━━━━━ PROVIDED DATA ━━━━━

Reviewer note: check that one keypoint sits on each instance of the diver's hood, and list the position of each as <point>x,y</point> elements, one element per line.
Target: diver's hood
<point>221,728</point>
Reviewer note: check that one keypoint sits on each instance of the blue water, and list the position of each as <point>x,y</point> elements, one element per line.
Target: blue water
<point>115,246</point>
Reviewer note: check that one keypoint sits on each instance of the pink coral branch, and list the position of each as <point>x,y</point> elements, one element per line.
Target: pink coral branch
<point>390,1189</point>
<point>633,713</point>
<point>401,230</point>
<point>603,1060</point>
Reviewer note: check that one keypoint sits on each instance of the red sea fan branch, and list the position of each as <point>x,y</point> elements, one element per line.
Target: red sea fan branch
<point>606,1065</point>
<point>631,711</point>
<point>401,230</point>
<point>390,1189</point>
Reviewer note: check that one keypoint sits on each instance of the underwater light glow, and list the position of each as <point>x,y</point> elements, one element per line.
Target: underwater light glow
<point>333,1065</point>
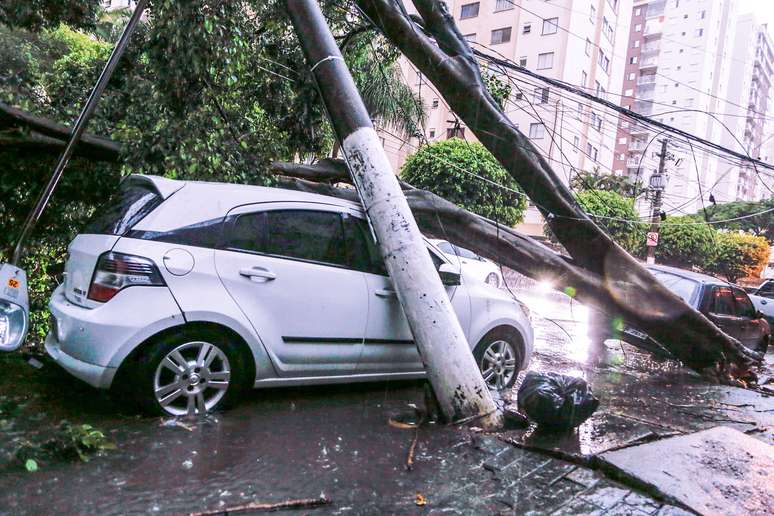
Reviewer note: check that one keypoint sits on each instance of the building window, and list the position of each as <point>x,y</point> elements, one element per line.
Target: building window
<point>603,60</point>
<point>607,29</point>
<point>537,131</point>
<point>503,5</point>
<point>501,35</point>
<point>469,10</point>
<point>541,95</point>
<point>545,61</point>
<point>592,151</point>
<point>550,26</point>
<point>596,121</point>
<point>455,132</point>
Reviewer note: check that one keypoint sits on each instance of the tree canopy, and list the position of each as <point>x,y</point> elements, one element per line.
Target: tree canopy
<point>466,174</point>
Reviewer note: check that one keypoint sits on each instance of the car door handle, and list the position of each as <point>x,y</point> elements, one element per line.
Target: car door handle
<point>258,272</point>
<point>385,292</point>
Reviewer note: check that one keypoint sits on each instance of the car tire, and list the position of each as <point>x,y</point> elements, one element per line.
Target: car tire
<point>189,373</point>
<point>499,356</point>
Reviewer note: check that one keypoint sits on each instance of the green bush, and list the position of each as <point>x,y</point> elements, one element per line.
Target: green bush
<point>684,244</point>
<point>449,169</point>
<point>610,210</point>
<point>739,255</point>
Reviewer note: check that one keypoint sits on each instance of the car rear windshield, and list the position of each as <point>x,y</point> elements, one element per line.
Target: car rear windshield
<point>683,287</point>
<point>123,210</point>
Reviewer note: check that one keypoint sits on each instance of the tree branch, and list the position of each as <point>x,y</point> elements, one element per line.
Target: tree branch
<point>51,135</point>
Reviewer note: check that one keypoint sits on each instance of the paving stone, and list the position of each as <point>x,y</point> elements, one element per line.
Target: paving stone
<point>624,509</point>
<point>584,476</point>
<point>551,472</point>
<point>490,444</point>
<point>502,460</point>
<point>671,510</point>
<point>642,502</point>
<point>716,471</point>
<point>579,506</point>
<point>605,494</point>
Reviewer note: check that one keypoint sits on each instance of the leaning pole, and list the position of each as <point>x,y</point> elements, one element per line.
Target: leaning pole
<point>461,391</point>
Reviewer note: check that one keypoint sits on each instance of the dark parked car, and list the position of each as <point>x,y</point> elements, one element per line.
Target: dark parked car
<point>728,306</point>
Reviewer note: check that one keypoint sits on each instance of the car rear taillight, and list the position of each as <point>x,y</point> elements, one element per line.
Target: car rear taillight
<point>116,271</point>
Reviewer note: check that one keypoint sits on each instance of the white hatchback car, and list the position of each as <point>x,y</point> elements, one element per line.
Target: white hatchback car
<point>479,267</point>
<point>182,294</point>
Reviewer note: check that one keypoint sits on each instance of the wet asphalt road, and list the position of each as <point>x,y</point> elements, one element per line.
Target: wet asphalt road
<point>336,440</point>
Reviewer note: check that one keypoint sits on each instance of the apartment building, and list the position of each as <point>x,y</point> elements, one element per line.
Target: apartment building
<point>677,70</point>
<point>582,42</point>
<point>748,111</point>
<point>112,5</point>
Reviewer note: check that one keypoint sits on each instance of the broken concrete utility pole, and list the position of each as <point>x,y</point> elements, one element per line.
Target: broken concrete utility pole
<point>451,369</point>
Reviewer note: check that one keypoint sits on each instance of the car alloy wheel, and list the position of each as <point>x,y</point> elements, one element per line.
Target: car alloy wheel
<point>191,379</point>
<point>498,364</point>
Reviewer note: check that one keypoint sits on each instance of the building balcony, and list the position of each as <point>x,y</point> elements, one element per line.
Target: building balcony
<point>653,30</point>
<point>649,62</point>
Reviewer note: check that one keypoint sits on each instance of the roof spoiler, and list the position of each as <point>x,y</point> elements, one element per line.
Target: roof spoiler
<point>163,186</point>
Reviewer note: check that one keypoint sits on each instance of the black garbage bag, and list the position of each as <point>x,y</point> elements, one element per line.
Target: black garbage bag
<point>555,401</point>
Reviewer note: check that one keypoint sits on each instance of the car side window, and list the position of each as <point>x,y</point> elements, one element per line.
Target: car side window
<point>363,252</point>
<point>766,290</point>
<point>723,301</point>
<point>315,236</point>
<point>744,307</point>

━━━━━

[WHAT YOU NEED TO DO]: Express every one of the records above as a two-column CSV with the columns "request" and "response", one row per record: the request text in one quoted field and its answer in the other, with line breaks replaced by spaces. Omit the pictures.

[THE REPLY]:
request,response
"Reviewer note: check that one keypoint sits on each instance of the diver's hood, and list the position of each as <point>x,y</point> elements, one element per line. Target: diver's hood","<point>221,728</point>"
"Reviewer note: check that one keypoint sits on each instance of the blue water, and list the position of each as <point>x,y</point> elements, one element per line. Target: blue water","<point>115,246</point>"
"Reviewer note: check that one keypoint sits on each instance of the pink coral branch, and list the position of each as <point>x,y</point> elements, one element per line. Target: pink coral branch","<point>390,1189</point> <point>633,713</point> <point>401,230</point> <point>603,1060</point>"
"Reviewer note: check that one keypoint sits on each instance of the red sea fan branch, and list the position of each as <point>x,y</point> elements, one element per line. Target: red sea fan branch","<point>606,1065</point> <point>631,711</point> <point>401,230</point> <point>390,1189</point>"
"Reviewer note: check that one keypoint sits on each instance of the underwater light glow, and list the position of each as <point>x,y</point> elements, one element per line. Target: underwater light glow","<point>333,1065</point>"
"Reviewer note: check that one keypoint sits on each instance of the building window, and list the position of each as <point>x,y</point> elements, one element per line. Target: building window","<point>603,60</point> <point>607,29</point> <point>537,131</point> <point>503,5</point> <point>501,35</point> <point>469,10</point> <point>541,95</point> <point>545,61</point> <point>592,151</point> <point>550,26</point> <point>596,121</point> <point>455,132</point>"
"Reviewer note: check that one keypoint sits on each instance of the tree canopy, and list the position of each as <point>x,y</point> elements, one element per line. Target: tree canopy","<point>466,174</point>"
"Reviewer note: check that one keypoint sits on each instance of the car door handle, and list the position of each as <point>x,y</point> elements, one element per line. Target: car door handle","<point>258,272</point> <point>385,292</point>"
"Reviewer note: check that one keypoint sits on each instance of the car tire, and list the position of each as <point>x,y</point> elements, one element per line. Target: car tire","<point>189,373</point> <point>499,356</point>"
"Reviewer note: check that one keypoint sits on each instance of the green bush, and list the position of each as <point>x,y</point> elements, one element per line. Target: green bush","<point>684,244</point> <point>449,169</point> <point>610,210</point> <point>739,255</point>"
"Reviewer note: check that one keypoint sits on each instance of the car rear windshield, and list the position of each as <point>x,y</point> elements, one element per line. Target: car rear windshield","<point>683,287</point> <point>123,210</point>"
"Reviewer note: check that one keypoint sits on each instance of the tree branch, and list the position of each as <point>x,y</point> elements, one element per line. Target: tree branch","<point>51,135</point>"
"Reviewer note: check that one keypoint sits on each instance of the paving stone, and list the position of each as <point>x,y</point> elements, one element per line. Target: paving stone","<point>624,509</point> <point>584,476</point> <point>551,472</point> <point>490,444</point> <point>502,460</point> <point>671,510</point> <point>642,502</point> <point>716,471</point> <point>579,506</point> <point>605,494</point>"
"Reviewer note: check that one keypoint sits on each instance of the leaning pole, and list the position of each as <point>x,y</point> elements, one element per line. Target: leaning pole","<point>461,391</point>"
"Reviewer note: check that one keypoint sits on each instance of the dark parked car, and list the position of each as <point>x,y</point> elements, one element per line. Target: dark parked car","<point>728,306</point>"
"Reviewer note: check that one keypoint sits on each instance of the car rear taillight, and list the position of each as <point>x,y</point> elements, one element per line. Target: car rear taillight","<point>116,271</point>"
"Reviewer note: check that one keypoint sits on each instance of the white hatchback car, and list the position of each as <point>x,y</point> elements, one element per line. Target: white hatchback car","<point>479,267</point> <point>182,294</point>"
"Reviewer note: check that one keypoint sits on each instance of the wet asphalt road, and list the position of each as <point>x,y</point> elements, one element per line. Target: wet asphalt road","<point>336,440</point>"
"Reviewer note: check that one keypoint sits on each instance of the apartment building, and list the position of each as <point>x,y</point> elements, one element per line. Target: apartment building","<point>677,70</point> <point>582,42</point> <point>748,111</point> <point>112,5</point>"
"Reviewer note: check that one keypoint sits on each instance of the broken concrete utility pole, and list the position of each as <point>x,y</point> elements, one element per line. Target: broken concrete utility pole","<point>451,369</point>"
"Reviewer note: check that one keypoint sits on each instance of the car alloy wheel, and list the position of each as <point>x,y</point> elements, one element per line. Target: car alloy wheel","<point>191,379</point> <point>498,364</point>"
"Reviewer note: check that one keypoint sits on each instance of the building balcony, and list the position of each as <point>x,y</point> elements, one element per line. Target: building balcony","<point>653,30</point> <point>649,62</point>"
"Reviewer note: check that one keypoint sits on each instance of the roof spoiler, and list the position of each as <point>x,y</point> elements, one element per line. Target: roof spoiler","<point>163,186</point>"
"Reviewer note: check that one keypoint sits on each instance of the black garbage bag, and list the position of each as <point>x,y</point> elements, one element per line. Target: black garbage bag","<point>555,401</point>"
"Reviewer note: check that one keypoint sits on each instance of the car side window, and list the position of each as <point>x,y</point> elements, one element per line. Target: car side window","<point>363,252</point> <point>766,290</point> <point>723,301</point> <point>315,236</point> <point>744,307</point>"